[TASK GOAL] Extract each line of the data below that contains the string "countertop". Matches are case-sensitive.

[DATA PROVIDED]
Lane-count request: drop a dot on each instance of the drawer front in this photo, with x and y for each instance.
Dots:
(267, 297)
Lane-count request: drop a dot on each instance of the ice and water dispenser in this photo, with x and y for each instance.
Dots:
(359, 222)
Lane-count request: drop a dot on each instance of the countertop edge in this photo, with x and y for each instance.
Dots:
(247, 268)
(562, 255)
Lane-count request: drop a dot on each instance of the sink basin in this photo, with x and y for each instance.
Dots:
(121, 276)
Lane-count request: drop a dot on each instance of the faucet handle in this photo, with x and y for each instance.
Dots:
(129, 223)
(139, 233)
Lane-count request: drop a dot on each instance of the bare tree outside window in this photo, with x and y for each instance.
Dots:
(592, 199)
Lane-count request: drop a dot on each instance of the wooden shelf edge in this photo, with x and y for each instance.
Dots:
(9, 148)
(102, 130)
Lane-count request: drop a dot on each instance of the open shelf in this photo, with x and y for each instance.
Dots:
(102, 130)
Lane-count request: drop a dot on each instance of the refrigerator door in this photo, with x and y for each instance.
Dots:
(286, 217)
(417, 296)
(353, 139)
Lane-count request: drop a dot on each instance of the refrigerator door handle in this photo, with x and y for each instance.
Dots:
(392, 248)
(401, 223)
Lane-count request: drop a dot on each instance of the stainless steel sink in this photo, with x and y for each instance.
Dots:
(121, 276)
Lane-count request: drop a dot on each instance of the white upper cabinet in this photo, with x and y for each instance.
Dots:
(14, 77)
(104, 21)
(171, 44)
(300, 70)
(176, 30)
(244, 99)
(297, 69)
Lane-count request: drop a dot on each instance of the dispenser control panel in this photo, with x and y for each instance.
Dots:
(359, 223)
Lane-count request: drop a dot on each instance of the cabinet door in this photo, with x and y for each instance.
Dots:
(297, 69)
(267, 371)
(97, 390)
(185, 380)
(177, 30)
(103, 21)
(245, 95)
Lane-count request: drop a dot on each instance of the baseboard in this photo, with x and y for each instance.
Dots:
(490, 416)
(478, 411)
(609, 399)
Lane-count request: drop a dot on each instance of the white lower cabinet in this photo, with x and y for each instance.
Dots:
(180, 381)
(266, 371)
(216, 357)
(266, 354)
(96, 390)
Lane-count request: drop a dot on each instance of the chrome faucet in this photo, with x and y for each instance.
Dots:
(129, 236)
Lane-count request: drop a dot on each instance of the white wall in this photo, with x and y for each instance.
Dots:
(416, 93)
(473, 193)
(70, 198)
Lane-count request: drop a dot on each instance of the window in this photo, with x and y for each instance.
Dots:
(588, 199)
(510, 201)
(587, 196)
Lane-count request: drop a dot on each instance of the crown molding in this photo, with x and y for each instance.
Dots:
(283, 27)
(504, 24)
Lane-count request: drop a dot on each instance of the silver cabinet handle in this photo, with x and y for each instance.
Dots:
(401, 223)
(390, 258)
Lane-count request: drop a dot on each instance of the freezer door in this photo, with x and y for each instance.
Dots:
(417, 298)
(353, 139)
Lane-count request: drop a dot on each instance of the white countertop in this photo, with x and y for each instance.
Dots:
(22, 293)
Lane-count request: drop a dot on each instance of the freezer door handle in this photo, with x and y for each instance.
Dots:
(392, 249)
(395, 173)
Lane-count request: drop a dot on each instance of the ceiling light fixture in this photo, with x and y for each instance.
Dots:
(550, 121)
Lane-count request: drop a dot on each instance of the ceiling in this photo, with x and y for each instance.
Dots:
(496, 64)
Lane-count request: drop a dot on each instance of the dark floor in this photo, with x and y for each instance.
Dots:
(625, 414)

---

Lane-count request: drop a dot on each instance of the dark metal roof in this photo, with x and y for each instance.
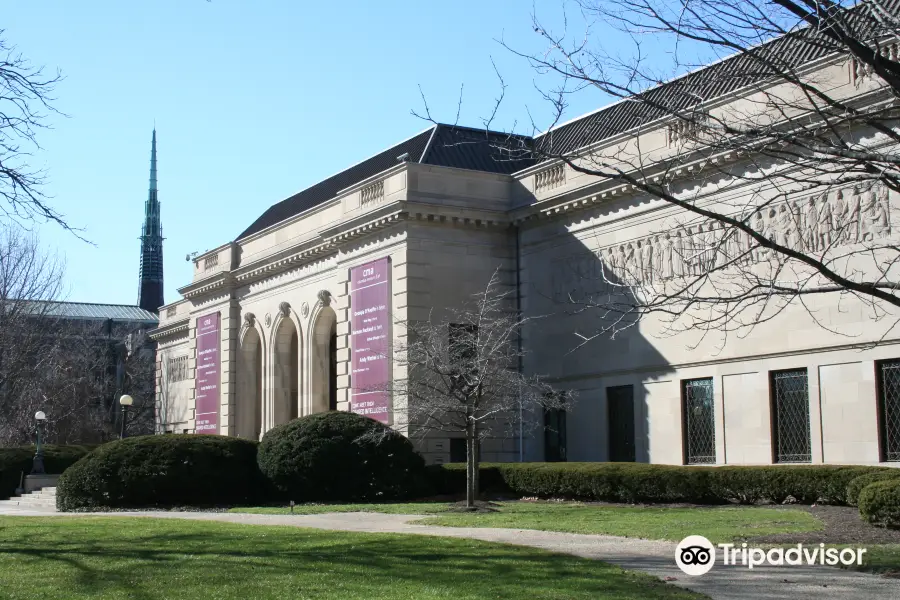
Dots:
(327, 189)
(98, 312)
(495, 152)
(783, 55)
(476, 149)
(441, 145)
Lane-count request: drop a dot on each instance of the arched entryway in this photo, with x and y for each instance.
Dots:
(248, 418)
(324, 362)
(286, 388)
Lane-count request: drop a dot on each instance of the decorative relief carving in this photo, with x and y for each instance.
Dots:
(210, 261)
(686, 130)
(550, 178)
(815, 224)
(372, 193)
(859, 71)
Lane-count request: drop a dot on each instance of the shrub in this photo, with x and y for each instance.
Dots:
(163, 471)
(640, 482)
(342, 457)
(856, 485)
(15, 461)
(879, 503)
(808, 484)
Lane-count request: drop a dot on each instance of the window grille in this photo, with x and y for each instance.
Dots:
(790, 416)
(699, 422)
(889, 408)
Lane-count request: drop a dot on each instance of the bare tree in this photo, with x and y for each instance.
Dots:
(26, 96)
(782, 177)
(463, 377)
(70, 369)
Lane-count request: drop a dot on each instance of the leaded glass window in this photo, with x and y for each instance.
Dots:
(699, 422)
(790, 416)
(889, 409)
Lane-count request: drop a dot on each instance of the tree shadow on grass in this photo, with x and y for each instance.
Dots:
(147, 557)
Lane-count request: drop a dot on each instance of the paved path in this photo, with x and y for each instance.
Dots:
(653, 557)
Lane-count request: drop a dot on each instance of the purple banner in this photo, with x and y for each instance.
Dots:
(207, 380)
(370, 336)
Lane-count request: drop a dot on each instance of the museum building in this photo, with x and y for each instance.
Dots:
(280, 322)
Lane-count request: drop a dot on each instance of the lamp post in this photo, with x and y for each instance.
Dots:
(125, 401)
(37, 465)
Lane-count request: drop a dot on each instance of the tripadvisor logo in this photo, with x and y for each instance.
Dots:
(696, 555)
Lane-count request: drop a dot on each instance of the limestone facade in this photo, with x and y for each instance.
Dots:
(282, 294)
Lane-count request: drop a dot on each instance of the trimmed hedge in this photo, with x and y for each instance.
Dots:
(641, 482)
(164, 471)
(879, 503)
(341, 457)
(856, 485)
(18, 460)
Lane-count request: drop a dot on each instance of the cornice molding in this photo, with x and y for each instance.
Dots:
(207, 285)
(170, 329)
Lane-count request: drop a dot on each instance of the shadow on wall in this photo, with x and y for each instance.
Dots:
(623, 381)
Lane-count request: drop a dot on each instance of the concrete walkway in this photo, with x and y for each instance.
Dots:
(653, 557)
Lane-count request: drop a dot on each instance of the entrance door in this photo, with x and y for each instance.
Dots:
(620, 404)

---

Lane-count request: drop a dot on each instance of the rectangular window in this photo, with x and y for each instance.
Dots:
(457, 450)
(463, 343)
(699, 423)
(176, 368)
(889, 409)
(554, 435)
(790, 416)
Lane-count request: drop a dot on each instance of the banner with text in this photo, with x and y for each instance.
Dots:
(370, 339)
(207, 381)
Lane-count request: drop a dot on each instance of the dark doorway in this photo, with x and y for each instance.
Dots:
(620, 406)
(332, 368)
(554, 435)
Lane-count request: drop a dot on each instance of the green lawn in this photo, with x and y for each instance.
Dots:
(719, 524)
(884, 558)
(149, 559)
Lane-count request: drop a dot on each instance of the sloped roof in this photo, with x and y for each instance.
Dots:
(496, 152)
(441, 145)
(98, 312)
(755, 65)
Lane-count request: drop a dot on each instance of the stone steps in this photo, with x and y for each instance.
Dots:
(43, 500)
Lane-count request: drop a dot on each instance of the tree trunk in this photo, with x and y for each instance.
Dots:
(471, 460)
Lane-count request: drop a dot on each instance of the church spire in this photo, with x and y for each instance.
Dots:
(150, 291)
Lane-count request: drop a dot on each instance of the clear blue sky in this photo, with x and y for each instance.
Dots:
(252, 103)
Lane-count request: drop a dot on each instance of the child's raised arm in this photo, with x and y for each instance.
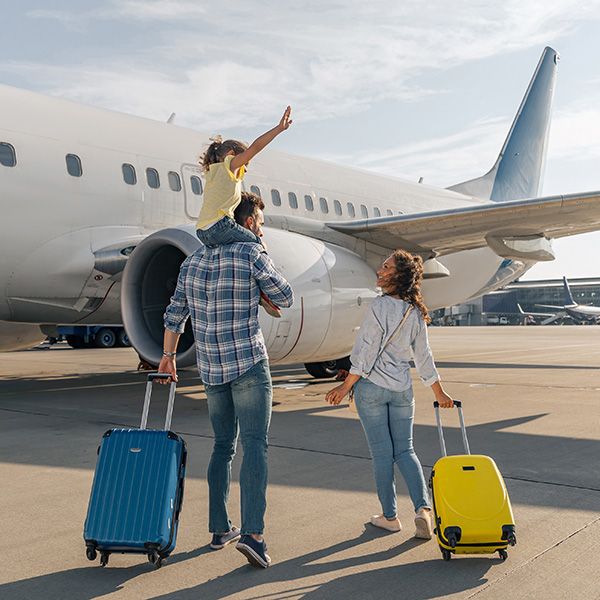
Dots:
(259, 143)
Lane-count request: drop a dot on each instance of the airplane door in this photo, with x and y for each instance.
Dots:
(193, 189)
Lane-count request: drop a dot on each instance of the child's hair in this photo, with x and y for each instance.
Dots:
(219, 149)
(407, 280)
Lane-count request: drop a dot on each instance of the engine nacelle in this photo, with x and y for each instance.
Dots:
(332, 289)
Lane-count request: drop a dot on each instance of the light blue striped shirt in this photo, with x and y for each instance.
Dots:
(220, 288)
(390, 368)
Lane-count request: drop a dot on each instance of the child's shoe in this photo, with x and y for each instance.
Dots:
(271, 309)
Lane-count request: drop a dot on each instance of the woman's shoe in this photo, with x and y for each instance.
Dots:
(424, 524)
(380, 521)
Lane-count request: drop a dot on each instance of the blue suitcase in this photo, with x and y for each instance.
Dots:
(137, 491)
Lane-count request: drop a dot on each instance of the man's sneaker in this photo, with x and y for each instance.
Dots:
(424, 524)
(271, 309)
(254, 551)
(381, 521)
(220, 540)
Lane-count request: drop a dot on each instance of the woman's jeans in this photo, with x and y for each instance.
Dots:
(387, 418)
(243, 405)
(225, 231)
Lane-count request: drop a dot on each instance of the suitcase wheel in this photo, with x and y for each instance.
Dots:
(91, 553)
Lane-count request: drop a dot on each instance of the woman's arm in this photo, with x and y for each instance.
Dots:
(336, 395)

[FINAL RESULT]
Lane-count request: drop a dot on each instance of the countertop edge in this photo, with x and y for each instance.
Lane-count request: drop a dot on each instance of the white countertop in this photo, with x and y for each instance.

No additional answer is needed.